[STATED PROBLEM] Copy every line below in full, raising each coordinate in the answers by 18. Omit the pictures.

[Stored items from a collection]
══════

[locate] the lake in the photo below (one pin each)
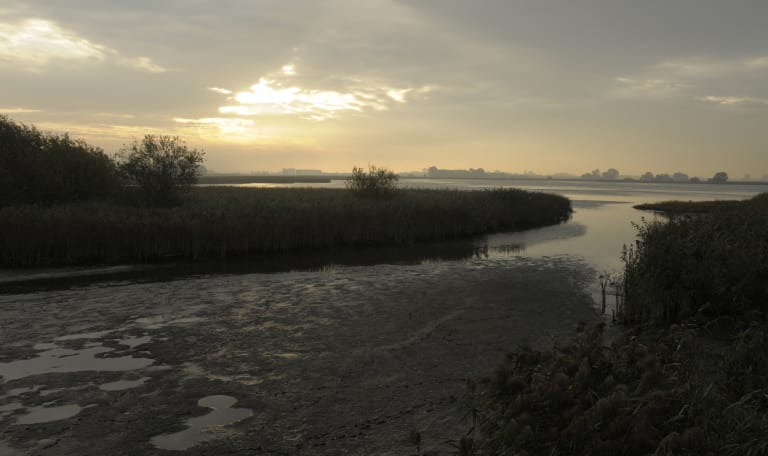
(326, 353)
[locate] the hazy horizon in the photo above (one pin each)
(517, 86)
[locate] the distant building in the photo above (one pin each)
(301, 172)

══════

[EXERCISE RESULT]
[locate] the lake in the photo below (one pin each)
(344, 371)
[locate] the hazy horizon in the photo above (one pin each)
(535, 104)
[locate] the distant building in the photo above (one pin each)
(319, 190)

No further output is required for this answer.